> _THE TASK_: Please format the lines as a numbered list, starting with the first line and going on through the line that contains "[852,184,1046,369]". Leave out blank lines.

> _DATASET_:
● ● ● ●

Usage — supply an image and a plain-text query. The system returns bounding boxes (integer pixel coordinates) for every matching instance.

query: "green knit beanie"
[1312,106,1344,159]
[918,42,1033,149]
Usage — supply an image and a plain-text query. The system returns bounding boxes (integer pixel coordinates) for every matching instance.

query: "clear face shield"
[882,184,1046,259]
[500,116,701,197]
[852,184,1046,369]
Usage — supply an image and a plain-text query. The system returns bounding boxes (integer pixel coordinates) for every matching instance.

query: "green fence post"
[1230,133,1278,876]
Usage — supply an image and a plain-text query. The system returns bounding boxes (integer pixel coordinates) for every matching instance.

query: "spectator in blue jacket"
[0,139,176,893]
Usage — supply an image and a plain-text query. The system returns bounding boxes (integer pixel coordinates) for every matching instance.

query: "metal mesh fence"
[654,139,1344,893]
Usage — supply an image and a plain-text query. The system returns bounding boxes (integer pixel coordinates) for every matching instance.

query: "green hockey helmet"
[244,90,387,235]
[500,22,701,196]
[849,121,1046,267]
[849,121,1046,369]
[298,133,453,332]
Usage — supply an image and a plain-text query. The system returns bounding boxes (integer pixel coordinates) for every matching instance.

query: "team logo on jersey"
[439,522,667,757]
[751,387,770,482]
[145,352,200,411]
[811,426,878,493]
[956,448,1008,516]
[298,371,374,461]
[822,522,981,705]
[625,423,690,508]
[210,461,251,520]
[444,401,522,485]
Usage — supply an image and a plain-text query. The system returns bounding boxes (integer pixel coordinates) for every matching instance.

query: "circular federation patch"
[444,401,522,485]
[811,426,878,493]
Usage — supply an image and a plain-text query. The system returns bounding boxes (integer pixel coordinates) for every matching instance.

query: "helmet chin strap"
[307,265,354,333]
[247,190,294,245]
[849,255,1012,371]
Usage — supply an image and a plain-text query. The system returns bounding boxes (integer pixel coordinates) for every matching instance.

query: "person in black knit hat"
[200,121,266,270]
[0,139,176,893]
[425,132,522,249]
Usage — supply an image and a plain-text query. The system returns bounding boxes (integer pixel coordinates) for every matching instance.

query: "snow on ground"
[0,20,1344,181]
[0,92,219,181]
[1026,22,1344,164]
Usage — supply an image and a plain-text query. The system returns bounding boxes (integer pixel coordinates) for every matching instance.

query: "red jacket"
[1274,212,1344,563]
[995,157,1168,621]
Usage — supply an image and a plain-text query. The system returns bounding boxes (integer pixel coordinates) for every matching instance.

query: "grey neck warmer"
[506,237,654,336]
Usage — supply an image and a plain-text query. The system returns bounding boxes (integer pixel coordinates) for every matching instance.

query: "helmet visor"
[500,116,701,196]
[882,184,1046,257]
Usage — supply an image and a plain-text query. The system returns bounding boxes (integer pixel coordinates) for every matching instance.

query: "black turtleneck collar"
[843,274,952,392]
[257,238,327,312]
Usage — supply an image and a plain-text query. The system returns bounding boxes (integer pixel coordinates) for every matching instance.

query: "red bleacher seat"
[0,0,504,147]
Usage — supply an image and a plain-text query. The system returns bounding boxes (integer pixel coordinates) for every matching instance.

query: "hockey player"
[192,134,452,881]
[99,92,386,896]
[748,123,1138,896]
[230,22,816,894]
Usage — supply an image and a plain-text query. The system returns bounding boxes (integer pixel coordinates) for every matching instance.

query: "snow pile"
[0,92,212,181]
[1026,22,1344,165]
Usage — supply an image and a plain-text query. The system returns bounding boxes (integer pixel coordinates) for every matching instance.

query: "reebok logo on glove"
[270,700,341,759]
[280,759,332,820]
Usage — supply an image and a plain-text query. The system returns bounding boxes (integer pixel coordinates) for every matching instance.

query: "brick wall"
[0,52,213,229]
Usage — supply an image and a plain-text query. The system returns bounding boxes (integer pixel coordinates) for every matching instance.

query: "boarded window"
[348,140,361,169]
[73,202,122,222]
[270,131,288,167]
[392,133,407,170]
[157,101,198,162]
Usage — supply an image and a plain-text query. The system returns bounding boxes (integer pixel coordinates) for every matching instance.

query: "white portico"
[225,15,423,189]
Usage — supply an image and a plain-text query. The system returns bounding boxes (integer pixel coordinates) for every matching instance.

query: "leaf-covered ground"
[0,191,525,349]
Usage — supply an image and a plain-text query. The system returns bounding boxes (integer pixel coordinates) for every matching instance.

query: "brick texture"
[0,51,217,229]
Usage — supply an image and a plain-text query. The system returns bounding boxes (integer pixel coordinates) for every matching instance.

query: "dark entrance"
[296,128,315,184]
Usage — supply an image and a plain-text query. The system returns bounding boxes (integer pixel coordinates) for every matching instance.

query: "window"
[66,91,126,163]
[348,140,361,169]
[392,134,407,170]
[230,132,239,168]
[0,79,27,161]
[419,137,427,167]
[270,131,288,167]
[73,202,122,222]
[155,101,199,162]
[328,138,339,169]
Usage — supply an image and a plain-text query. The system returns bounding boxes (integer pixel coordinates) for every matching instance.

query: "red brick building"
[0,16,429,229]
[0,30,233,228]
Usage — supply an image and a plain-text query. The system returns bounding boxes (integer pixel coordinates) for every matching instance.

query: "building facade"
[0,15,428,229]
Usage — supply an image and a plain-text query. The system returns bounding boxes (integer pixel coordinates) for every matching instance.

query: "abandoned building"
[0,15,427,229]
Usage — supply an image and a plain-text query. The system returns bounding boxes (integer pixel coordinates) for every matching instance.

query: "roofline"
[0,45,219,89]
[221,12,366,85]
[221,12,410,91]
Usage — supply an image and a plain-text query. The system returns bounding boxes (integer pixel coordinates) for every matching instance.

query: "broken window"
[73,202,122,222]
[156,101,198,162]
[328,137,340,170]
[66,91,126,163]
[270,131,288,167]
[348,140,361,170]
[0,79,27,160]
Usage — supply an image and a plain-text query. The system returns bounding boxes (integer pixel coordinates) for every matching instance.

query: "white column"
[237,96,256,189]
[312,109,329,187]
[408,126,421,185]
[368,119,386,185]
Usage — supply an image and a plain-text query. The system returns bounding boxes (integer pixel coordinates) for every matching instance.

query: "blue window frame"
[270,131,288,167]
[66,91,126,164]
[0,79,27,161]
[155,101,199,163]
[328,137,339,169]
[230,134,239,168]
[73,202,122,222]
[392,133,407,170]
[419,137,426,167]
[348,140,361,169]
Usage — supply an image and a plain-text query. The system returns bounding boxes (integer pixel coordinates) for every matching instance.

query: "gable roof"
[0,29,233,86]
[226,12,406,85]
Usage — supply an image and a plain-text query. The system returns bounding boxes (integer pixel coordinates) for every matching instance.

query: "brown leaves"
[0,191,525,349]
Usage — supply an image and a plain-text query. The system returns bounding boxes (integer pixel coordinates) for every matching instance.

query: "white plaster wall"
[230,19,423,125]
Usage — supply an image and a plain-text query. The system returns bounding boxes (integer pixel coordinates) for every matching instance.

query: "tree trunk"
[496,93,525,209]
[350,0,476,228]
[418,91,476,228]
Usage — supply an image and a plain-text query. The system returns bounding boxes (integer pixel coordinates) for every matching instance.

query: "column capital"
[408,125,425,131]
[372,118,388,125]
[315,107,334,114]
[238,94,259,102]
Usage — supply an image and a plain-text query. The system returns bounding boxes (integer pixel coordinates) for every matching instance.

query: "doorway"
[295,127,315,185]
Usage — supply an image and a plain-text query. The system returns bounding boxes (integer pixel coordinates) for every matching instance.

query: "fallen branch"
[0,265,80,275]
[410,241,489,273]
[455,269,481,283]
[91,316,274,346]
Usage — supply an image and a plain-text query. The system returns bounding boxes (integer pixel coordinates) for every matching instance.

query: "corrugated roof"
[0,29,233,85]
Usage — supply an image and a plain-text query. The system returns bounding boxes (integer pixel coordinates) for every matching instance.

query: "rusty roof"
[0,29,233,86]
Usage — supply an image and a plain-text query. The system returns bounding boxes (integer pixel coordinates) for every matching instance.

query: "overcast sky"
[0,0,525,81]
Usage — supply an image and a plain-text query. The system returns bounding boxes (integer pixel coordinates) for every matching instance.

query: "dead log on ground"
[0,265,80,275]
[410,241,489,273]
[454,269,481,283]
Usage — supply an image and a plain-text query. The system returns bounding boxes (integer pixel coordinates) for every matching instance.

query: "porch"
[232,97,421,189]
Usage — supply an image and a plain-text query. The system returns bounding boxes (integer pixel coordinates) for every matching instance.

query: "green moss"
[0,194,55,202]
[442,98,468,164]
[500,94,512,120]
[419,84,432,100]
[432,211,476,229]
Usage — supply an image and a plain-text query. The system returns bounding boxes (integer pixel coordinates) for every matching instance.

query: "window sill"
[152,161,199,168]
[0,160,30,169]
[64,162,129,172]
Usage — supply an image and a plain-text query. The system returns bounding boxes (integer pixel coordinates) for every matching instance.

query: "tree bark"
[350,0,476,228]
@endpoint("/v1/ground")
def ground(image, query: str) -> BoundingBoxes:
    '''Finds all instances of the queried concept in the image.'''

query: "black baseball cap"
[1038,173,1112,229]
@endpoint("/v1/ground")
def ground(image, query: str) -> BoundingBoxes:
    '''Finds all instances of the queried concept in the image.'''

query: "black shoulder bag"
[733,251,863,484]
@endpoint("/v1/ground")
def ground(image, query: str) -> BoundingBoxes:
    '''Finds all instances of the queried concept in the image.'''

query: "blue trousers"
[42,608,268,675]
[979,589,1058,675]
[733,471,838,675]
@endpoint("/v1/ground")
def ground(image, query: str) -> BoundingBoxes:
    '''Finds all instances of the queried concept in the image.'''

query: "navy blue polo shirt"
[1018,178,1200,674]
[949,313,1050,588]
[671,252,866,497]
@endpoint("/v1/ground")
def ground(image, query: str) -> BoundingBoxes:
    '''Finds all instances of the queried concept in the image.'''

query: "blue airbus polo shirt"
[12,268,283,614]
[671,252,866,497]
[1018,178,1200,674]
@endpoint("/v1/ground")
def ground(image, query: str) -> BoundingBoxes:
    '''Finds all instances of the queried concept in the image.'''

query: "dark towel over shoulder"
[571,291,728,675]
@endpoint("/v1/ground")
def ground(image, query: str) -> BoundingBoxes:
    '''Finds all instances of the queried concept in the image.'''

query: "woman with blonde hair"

● ● ● ●

> _FINAL RESULT_:
1. Usage — supply an image and a plain-text query. The system returns bounding boxes (integer pixel coordinates) for every matching instance.
2. query: "green knit beanie"
3. [1312,106,1344,159]
4. [918,42,1033,149]
5. Usage — supply an image and a plain-text query. The system returns bounding boxes (integer pixel coordinates) for every matching instance.
6. query: "clear face shield"
7. [882,184,1046,259]
8. [500,116,701,197]
9. [852,184,1046,369]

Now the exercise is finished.